Prompt 1: Rewrite every line of the records that follow the text, requests included, and multiply each x and y coordinate in the answers by 1.2, rounding to whole numbers with halves going up.

Excerpt:
## begin
I’m really hoping for some engagement and dialogue on this, so anyone with an opinion on the matter who’s willing to chime in, please do so. The below video contains the same as blog post that follows, so you can listen or read, whichever you prefer.
The movie “The Shack” comes out this week, and while a lot of Christians are very excited about the film, there are a lot of objections and concerns that are being raised. Many Christians are calling out several problems they have with “The Shack” and a lot of them are deeming it to be pure heresy.
I remember well consuming the book a couple years ago, and I personally cannot recommend it highly enough. I thought it was a fantastic book that did an excellent job dealing with the big questions it wrestled with.
Over the last few days I’ve read a number of articles from Christians opposing “The Shack” and in this video and blog post I want to address what I have seen are the three most common objections some Christians are raising: portraying God as a woman, false depictions of the trinity, and teaching inclusivism and universalism.
“One of the problems with ‘The Shack’ is that it portrays God as a woman. This is problematic for a couple of reasons. For one, it seems to be playing into the feminist agenda of the progressive liberals. For another, God is always depicted in scripture as a masculine figure, and regardless of whether we understand why or agree with it, if that’s what we see in scripture, then that’s what we should conform to.”
## end
Prompt 2: Retype the post on "The Shack" word for word, from "Over the last" to "inclusivism and universalism.".

Exercise data:
## begin
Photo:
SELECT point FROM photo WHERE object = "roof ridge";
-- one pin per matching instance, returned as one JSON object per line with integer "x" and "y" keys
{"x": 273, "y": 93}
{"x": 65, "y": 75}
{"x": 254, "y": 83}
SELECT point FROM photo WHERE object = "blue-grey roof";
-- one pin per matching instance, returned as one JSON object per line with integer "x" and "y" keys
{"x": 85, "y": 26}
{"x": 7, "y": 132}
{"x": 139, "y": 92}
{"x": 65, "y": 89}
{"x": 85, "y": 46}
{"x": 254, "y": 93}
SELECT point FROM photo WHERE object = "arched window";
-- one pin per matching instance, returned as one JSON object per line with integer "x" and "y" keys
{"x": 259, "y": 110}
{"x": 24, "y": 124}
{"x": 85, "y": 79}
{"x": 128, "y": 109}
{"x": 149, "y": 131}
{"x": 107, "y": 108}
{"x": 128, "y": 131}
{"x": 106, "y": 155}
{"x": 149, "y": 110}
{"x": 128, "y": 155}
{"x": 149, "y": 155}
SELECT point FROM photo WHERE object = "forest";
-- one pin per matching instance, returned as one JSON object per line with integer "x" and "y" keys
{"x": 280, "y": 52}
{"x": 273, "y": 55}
## end
Complete response 1:
Photo:
SELECT point FROM photo WHERE object = "roof ridge";
-- one pin per matching instance, returned as one JSON object per line with integer "x" and "y" keys
{"x": 328, "y": 112}
{"x": 78, "y": 90}
{"x": 305, "y": 100}
SELECT point FROM photo WHERE object = "blue-grey roof";
-- one pin per matching instance, returned as one JSON object per line with integer "x" and "y" keys
{"x": 102, "y": 31}
{"x": 8, "y": 158}
{"x": 167, "y": 110}
{"x": 78, "y": 107}
{"x": 102, "y": 55}
{"x": 305, "y": 112}
SELECT point FROM photo WHERE object = "arched window";
-- one pin per matching instance, returned as one JSON object per line with integer "x" and "y" keys
{"x": 311, "y": 132}
{"x": 29, "y": 149}
{"x": 102, "y": 95}
{"x": 154, "y": 131}
{"x": 179, "y": 157}
{"x": 128, "y": 130}
{"x": 154, "y": 157}
{"x": 127, "y": 186}
{"x": 179, "y": 132}
{"x": 154, "y": 186}
{"x": 179, "y": 186}
SELECT point FROM photo WHERE object = "forest";
-- one pin per matching instance, returned as one JSON object per line with integer "x" and "y" keys
{"x": 336, "y": 62}
{"x": 328, "y": 66}

Complete response 2:
Over the last few days I’ve read a number of articles from Christians opposing “The Shack” and in this video and blog post I want to address what I have seen are the three most common objections some Christians are raising: portraying God as a woman, false depictions of the trinity, and teaching inclusivism and universalism.